▶ [PASSAGE]:
>> Start
Amanda-Users

Re: hardware vs software compression (was Re: amflush/amcheck not in sync?)

2003-04-24 14:56:00
Subject: Re: hardware vs software compression (was Re: amflush/amcheck not in sync?)
From: Russell Adams <RLAdams AT kelsey-seybold DOT com>
To: amanda-users AT amanda DOT org
Date: Thu, 24 Apr 2003 13:47:59 -0500
Perhaps I should clarify.
      
The DLT's are Compaq TZ89 (DLT7000) units in a TL892 10 tape
library. I have a dedicated UW-SCSI bus for each pair of TZ89's. There
are three pair.

The disks being backed up are on a dedicated UW-SCSI bus to a large HD
array (Compaq HSZ80 w/ dual ports & dual controllers). The disks are
_not_ in use in production, they are a broken mirror copy of my
production disks (disk to disk hot-backup). During the disk to disk
copy, the disks peak at about 25-30MB/s throughput.

The system these are tied into is a Quad EV67/833mhz Alphaserver ES40,
w/ 6 GB of ram.
>> End
▶ [TASK TO COMPLETE]: Reproduce the mailing-list post about hardware versus software compression in full, word for word.

(Point-based annotation data)
>> Start
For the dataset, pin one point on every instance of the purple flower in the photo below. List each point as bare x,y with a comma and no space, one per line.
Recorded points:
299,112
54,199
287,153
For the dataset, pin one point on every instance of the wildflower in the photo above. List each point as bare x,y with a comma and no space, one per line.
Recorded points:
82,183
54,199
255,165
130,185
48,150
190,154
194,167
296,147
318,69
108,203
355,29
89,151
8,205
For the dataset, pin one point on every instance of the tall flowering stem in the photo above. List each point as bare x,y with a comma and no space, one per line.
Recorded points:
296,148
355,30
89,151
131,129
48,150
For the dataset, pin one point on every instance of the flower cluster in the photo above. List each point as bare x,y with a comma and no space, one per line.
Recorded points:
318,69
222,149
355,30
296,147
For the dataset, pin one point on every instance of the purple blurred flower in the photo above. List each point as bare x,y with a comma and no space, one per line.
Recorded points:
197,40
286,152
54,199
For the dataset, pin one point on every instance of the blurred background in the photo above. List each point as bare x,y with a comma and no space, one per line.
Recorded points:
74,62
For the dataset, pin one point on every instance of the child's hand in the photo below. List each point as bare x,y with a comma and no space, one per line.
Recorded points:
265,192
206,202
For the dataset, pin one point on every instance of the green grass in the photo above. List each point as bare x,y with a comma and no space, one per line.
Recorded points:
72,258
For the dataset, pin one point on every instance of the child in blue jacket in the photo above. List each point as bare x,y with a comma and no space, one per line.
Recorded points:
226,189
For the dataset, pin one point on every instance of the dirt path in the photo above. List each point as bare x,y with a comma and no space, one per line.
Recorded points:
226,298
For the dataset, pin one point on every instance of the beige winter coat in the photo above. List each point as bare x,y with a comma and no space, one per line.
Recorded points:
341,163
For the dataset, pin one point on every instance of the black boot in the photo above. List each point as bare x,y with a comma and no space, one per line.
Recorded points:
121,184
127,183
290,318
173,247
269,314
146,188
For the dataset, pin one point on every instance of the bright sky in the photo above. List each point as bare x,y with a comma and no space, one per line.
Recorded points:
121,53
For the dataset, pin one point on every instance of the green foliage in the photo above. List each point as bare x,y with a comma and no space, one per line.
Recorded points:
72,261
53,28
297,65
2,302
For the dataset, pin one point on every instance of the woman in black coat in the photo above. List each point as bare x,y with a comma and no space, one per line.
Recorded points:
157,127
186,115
>> End
▶ [ANSWER FOR THIS EXERCISE]:
Amanda-Users

Re: hardware vs software compression (was Re: amflush/amcheck not in sync?)

2003-04-24 14:56:00
Subject: Re: hardware vs software compression (was Re: amflush/amcheck not in sync?)
From: Russell Adams <RLAdams AT kelsey-seybold DOT com>
To: amanda-users AT amanda DOT org
Date: Thu, 24 Apr 2003 13:47:59 -0500
Perhaps I should clarify.
      
The DLT's are Compaq TZ89 (DLT7000) units in a TL892 10 tape
library. I have a dedicated UW-SCSI bus for each pair of TZ89's. There
are three pair.

The disks being backed up are on a dedicated UW-SCSI bus to a large HD
array (Compaq HSZ80 w/ dual ports & dual controllers). The disks are
_not_ in use in production, they are a broken mirror copy of my
production disks (disk to disk hot-backup). During the disk to disk
copy, the disks peak at about 25-30MB/s throughput.

The system these are tied into is a Quad EV67/833mhz Alphaserver ES40,
w/ 6 GB of ram.